## Stored records

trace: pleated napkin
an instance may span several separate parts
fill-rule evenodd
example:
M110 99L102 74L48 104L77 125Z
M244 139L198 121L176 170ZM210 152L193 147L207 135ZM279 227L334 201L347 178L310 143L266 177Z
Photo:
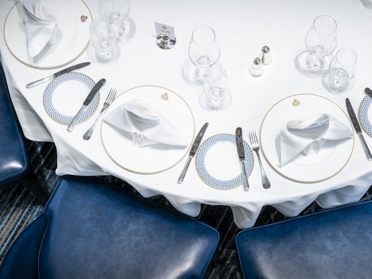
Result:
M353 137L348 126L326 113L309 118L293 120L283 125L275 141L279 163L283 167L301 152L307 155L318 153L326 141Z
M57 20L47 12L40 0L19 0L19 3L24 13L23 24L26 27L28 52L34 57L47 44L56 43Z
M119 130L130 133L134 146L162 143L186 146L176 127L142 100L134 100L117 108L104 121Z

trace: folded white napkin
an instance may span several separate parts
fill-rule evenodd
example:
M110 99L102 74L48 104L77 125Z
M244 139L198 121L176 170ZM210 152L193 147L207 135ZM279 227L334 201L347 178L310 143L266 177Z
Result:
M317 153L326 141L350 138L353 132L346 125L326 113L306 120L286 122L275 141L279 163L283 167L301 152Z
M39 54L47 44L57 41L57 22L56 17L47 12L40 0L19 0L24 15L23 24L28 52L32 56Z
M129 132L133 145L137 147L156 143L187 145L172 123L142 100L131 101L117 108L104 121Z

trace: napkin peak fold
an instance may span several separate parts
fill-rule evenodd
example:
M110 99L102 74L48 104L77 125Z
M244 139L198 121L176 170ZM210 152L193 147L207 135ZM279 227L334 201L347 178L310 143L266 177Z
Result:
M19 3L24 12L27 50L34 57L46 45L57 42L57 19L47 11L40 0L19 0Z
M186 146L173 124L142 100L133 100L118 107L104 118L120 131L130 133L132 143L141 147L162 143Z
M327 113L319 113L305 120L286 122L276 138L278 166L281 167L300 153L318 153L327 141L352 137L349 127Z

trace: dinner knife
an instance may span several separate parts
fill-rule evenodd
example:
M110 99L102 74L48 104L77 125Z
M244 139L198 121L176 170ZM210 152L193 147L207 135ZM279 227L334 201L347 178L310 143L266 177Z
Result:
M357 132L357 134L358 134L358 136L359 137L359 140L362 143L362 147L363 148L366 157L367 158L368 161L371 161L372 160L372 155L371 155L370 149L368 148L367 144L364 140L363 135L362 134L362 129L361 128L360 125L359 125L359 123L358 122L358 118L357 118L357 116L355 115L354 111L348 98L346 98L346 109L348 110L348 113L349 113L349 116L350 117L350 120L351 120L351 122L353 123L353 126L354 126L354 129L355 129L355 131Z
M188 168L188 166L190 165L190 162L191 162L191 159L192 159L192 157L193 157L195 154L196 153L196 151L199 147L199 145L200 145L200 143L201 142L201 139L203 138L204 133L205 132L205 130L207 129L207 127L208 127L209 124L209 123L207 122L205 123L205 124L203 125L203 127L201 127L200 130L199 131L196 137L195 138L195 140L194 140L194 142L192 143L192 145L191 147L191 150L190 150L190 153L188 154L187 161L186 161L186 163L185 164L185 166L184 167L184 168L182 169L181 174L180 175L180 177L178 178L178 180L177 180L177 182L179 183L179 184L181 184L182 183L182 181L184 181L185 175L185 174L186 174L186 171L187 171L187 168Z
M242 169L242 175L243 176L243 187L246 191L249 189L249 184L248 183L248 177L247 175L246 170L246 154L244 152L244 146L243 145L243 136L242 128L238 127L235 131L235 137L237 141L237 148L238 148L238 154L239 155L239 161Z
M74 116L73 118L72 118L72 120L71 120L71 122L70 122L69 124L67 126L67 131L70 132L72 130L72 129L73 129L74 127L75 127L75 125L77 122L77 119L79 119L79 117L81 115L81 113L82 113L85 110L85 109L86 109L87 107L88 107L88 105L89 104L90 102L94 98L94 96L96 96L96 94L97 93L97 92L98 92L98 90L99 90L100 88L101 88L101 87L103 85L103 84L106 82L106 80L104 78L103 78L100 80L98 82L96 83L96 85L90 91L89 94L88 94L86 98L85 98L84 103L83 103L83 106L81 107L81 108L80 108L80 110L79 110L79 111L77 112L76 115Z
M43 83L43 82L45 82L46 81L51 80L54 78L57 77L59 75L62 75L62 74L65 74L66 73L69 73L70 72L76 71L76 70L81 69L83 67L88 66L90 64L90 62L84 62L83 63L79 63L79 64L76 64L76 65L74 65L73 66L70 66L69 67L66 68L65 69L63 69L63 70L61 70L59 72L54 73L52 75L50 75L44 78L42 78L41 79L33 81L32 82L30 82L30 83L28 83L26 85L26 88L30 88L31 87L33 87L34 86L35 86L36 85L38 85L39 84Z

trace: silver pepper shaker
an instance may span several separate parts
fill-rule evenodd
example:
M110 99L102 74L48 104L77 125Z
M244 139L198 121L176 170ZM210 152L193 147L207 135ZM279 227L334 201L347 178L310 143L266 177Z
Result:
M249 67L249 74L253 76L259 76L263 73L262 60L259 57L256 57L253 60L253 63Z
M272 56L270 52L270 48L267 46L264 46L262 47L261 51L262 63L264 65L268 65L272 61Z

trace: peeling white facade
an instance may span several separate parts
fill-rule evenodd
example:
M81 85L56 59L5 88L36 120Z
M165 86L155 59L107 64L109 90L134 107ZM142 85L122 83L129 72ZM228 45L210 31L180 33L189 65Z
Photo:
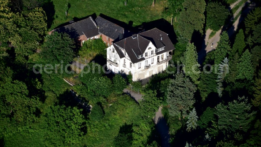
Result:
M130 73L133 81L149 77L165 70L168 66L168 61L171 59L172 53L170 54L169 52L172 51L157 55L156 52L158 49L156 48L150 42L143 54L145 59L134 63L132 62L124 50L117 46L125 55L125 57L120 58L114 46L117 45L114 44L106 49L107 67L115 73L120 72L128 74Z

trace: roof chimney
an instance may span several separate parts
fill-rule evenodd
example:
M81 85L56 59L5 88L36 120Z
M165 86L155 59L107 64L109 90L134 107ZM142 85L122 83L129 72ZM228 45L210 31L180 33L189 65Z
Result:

## Written exercise
Please copy the material from the line containing "trace: napkin peak fold" down to the line containing "M19 3L24 12L27", both lines included, swapping "instance" for "object" and changing nothing else.

## The response
trace: napkin peak fold
an object may span several separate parts
fill-rule evenodd
example:
M110 99L102 74L48 104L77 125Z
M244 139L198 121L176 170ZM210 152L193 147L207 135ZM279 227L334 201L347 178L310 143L266 177Z
Result:
M19 3L24 12L27 50L34 57L46 45L57 42L57 19L47 11L40 0L19 0Z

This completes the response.